Pasaje de referencia:
►
Foto: Uno de los seis túneles de la ruta del ferrocarril.

Del miliario al ferrocarril. San Tirso de Abres se levantó en piedra y paños, en vega y en camino. Hoy la vieja vía de tren minero es un atractivo camino para senderismo y el valle, una delicia

OCTAVIO VILLA

No cuesta imaginarse a San Tirso de Abres con los casi 2.200 vecinos que llegó a tener en el último cuarto del siglo XIX. Su feraz vega, cuya planicie da nombre a su capital y hace pensar en ricas cosechas, ha sido ambicionada siempre. Rodeada de montes y atravesada por el Eo, que garantiza agua todo el año, se pobló desde el Paleolítico, como demuestran los útiles de piedra tallada que se encuentran en su territorio. De piedra eran las estructuras interiores de la necrópolis tumular que aún hoy es visible en el monte Xunqueira, de la Edad de Bronce. Y pétreas son también las viviendas de la cultura castreña (están identificados los castros de Croas de Salcido, Croas de Castro y Croas de Eilale, los dos primeros en manos privadas y el tercero recién recuperado por la Administración en una permuta tras las concentraciones parcelarias forestales, para recuperarse para ser visitable). Estos castros, todos en zonas elevadas sobre el valle, muestran una división de funciones. Salcido estaba destinado a la agricultura y la ganadería. Eilale, a la extracción de mineral de hierro, y El Castro, a su transformación en metal y herramientas.
◄
Extracto de datos:
►
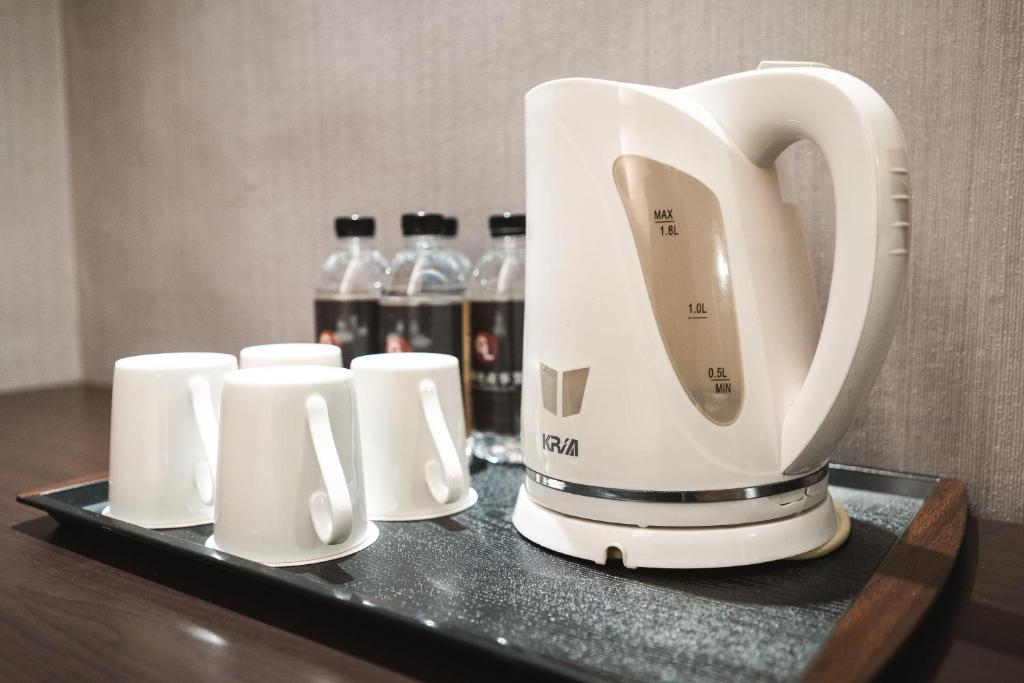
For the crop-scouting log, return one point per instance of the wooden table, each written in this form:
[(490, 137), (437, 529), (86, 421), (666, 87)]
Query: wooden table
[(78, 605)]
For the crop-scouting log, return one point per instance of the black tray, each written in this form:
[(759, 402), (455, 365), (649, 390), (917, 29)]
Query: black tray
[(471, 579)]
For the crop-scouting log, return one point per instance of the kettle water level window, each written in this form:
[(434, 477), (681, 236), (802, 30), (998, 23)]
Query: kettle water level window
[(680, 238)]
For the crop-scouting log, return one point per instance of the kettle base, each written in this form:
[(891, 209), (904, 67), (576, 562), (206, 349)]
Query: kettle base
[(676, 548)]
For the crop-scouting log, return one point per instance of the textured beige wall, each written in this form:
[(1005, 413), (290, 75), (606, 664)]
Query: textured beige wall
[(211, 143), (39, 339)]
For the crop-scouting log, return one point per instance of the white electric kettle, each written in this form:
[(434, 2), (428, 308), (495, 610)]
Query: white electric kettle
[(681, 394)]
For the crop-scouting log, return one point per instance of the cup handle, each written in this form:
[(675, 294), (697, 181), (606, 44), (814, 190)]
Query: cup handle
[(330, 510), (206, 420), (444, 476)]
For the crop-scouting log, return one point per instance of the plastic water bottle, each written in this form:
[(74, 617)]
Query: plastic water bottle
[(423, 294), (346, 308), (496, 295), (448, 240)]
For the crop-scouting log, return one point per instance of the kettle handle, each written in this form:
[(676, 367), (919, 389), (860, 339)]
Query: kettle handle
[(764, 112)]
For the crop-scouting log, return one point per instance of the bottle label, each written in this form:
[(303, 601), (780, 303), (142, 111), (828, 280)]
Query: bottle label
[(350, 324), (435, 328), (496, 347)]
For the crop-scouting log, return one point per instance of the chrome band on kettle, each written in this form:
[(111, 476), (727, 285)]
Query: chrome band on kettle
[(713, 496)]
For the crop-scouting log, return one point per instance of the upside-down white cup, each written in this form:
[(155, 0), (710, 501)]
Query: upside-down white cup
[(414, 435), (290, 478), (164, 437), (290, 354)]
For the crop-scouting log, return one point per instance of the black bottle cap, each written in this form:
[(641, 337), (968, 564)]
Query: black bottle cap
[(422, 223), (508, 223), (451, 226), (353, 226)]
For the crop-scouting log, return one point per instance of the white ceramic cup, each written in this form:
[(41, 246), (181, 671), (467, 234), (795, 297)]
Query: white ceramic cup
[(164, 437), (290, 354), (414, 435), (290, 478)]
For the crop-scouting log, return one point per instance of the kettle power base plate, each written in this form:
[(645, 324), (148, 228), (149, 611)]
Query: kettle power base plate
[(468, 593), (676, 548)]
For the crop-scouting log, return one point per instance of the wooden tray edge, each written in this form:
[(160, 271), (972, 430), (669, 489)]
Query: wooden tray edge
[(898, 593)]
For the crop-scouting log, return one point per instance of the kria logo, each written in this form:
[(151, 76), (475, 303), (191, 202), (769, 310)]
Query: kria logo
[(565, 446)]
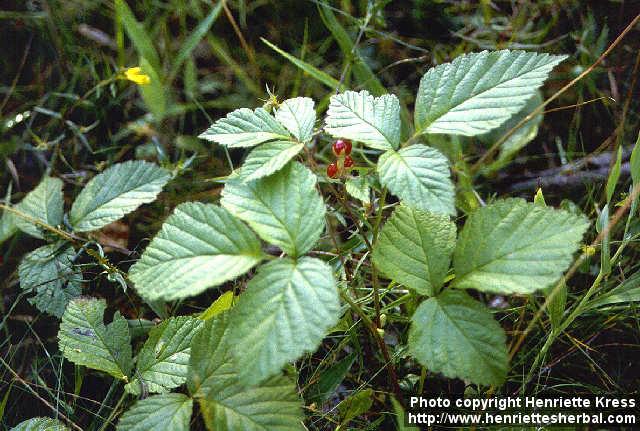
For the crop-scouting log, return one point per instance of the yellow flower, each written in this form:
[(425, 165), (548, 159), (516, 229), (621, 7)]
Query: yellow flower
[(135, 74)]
◄
►
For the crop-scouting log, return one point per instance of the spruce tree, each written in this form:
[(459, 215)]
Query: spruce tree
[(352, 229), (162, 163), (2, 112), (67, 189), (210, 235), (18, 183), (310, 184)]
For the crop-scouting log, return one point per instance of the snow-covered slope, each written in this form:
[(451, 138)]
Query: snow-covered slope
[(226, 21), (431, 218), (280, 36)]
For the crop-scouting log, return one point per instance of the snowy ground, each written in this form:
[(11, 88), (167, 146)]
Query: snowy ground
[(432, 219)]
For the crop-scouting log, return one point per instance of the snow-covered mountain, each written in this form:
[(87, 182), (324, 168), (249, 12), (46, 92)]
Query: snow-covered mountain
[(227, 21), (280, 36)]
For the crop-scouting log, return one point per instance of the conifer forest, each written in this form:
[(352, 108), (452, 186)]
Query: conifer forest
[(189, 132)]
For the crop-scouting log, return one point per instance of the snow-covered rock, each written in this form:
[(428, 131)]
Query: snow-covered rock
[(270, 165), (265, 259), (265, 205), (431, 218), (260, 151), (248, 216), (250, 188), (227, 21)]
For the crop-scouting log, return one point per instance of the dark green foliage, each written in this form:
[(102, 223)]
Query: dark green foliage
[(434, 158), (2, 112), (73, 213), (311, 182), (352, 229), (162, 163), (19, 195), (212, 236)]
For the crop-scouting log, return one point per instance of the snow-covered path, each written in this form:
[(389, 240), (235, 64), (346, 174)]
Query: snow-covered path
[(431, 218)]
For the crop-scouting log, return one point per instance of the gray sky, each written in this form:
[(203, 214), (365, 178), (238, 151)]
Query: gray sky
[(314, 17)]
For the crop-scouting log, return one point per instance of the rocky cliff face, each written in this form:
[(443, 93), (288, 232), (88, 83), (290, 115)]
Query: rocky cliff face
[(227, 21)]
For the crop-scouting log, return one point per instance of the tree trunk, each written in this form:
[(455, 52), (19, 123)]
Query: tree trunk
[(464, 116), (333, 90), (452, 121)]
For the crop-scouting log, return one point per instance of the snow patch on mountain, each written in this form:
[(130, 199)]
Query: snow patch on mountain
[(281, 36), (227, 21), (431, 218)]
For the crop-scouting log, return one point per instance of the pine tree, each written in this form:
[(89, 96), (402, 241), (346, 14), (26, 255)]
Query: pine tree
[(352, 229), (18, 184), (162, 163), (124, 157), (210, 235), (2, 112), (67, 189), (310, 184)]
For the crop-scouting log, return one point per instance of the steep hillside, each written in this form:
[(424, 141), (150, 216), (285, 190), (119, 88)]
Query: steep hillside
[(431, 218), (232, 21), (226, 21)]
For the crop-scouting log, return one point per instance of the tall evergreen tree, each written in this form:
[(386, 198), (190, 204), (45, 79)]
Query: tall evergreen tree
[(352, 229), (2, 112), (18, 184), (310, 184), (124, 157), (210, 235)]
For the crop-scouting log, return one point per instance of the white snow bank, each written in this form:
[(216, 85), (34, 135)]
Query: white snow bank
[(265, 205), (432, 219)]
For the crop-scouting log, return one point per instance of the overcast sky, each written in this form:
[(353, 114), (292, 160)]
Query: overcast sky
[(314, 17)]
◄
►
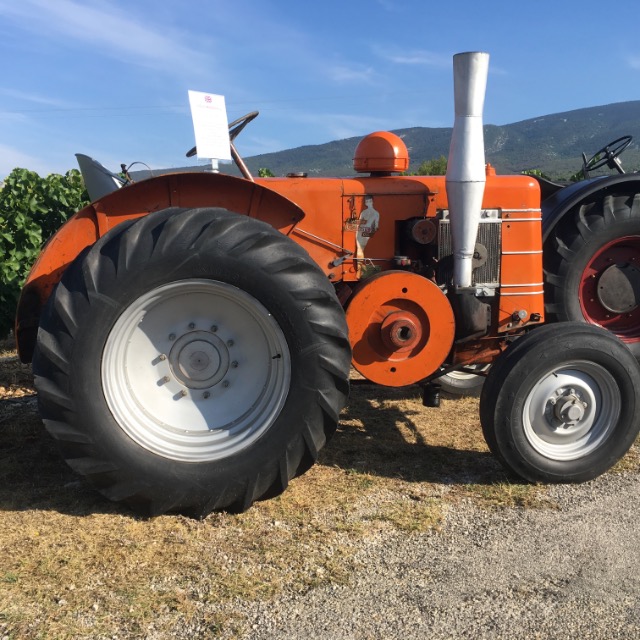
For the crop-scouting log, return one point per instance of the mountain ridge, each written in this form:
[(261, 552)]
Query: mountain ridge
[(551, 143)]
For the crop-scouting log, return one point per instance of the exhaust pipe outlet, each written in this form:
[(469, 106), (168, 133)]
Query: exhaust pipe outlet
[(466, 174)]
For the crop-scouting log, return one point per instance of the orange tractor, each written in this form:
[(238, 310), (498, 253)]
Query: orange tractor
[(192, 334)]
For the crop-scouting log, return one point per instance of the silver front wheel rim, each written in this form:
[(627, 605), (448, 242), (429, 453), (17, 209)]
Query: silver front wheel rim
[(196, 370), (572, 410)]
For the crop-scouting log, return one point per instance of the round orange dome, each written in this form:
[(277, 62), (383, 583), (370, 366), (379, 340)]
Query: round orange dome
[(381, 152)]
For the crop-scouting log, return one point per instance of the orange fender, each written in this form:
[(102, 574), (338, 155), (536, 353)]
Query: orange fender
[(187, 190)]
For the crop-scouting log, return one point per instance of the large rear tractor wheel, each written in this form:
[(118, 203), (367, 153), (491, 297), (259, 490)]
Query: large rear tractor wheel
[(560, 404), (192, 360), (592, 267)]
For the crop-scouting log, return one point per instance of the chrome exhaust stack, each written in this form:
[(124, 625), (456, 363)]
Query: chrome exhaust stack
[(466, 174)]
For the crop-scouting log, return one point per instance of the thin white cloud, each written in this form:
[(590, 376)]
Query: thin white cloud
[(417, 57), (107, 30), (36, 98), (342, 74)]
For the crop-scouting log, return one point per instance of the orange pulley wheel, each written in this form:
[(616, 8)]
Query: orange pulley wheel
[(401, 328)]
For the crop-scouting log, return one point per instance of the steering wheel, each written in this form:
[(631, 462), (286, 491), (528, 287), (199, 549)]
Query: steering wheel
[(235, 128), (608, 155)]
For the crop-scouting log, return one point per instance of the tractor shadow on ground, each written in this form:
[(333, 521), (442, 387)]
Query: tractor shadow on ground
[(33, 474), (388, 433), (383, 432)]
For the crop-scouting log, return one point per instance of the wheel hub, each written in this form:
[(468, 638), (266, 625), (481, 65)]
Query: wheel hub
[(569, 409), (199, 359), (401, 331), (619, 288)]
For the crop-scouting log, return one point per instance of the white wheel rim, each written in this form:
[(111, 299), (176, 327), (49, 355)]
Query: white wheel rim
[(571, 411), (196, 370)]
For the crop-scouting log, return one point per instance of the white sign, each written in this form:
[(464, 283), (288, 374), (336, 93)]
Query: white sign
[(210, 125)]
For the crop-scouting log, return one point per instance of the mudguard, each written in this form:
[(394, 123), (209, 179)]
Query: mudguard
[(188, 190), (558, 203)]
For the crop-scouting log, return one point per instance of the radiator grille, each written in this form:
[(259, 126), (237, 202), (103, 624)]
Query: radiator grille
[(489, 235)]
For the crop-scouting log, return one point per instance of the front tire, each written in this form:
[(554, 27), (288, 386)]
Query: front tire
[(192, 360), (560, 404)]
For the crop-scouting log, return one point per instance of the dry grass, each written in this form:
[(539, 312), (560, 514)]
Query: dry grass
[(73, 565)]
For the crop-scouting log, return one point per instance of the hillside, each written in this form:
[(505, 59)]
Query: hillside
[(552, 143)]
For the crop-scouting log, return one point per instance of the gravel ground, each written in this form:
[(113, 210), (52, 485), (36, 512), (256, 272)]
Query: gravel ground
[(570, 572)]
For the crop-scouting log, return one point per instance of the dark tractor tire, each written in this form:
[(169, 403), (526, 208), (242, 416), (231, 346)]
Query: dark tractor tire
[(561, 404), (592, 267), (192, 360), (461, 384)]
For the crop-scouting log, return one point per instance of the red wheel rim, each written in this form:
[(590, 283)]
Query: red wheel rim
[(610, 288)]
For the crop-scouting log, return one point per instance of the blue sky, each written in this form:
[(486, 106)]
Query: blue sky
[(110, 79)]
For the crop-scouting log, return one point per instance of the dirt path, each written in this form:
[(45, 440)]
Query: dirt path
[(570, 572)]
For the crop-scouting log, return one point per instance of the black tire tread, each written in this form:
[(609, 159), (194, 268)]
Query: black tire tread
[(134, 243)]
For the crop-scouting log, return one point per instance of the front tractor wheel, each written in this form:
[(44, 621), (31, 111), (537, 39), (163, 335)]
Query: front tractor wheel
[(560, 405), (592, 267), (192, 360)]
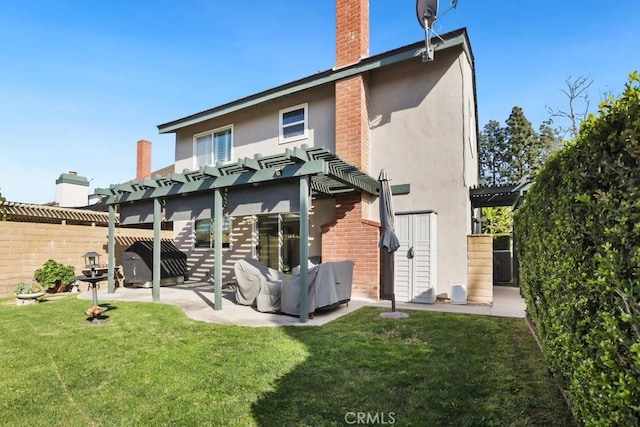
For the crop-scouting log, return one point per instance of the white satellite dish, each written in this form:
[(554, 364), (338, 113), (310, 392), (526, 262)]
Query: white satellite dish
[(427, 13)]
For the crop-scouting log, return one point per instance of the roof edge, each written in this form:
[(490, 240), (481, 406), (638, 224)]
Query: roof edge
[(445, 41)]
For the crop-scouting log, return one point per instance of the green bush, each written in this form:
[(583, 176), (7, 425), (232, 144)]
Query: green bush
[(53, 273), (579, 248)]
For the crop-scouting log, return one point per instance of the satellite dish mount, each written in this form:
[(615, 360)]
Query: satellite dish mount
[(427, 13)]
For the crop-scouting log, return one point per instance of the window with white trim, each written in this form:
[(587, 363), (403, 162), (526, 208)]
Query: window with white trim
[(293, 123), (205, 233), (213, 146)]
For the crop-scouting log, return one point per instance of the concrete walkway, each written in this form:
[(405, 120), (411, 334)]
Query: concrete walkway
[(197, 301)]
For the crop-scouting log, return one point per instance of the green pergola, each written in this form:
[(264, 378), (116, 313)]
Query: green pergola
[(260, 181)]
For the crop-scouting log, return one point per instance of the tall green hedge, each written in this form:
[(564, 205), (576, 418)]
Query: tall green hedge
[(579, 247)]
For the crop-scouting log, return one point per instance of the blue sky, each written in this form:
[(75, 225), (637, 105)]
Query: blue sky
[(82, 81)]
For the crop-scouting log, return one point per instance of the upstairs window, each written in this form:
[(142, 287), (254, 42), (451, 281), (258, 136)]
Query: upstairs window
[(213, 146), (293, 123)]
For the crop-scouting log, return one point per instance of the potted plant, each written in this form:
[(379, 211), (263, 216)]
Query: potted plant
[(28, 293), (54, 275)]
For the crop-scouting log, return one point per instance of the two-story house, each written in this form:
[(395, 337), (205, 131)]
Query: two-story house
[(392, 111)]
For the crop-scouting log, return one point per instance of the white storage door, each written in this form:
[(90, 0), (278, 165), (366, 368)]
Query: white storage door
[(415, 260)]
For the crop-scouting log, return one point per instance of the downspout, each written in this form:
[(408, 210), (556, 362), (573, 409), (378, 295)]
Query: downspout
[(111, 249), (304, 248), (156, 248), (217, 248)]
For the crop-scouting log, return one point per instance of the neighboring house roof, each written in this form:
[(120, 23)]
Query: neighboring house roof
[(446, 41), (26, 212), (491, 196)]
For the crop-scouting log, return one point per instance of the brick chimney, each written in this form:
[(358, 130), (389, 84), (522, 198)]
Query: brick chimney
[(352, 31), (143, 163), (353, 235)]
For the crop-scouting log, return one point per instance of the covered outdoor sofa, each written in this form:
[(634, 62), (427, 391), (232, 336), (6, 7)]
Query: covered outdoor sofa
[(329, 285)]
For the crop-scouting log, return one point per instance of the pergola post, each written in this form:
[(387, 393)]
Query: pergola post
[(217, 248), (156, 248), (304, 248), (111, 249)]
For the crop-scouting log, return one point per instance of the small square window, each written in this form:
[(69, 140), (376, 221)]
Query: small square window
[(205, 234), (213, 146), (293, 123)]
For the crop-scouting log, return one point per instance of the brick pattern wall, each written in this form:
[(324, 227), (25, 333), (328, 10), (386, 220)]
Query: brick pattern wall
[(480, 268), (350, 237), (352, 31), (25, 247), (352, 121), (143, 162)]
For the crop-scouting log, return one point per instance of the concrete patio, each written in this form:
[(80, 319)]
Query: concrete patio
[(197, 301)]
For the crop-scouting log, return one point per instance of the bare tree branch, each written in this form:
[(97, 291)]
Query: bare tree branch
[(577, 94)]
◄
Tarea:
Conteste estas preguntas sobre el pasaje dedicado a San Tirso de Abres:
1. ¿Cuántos túneles tiene la ruta del ferrocarril, según el pie de foto?
2. ¿Cuántos vecinos llegó a tener San Tirso de Abres en el último cuarto del siglo XIX?
3. ¿A qué estaba destinado el castro de Eilale?
Responda basándose exclusivamente en el pasaje.

Respuesta:
1. Seis.
2. Casi 2.200.
3. A la extracción de mineral de hierro.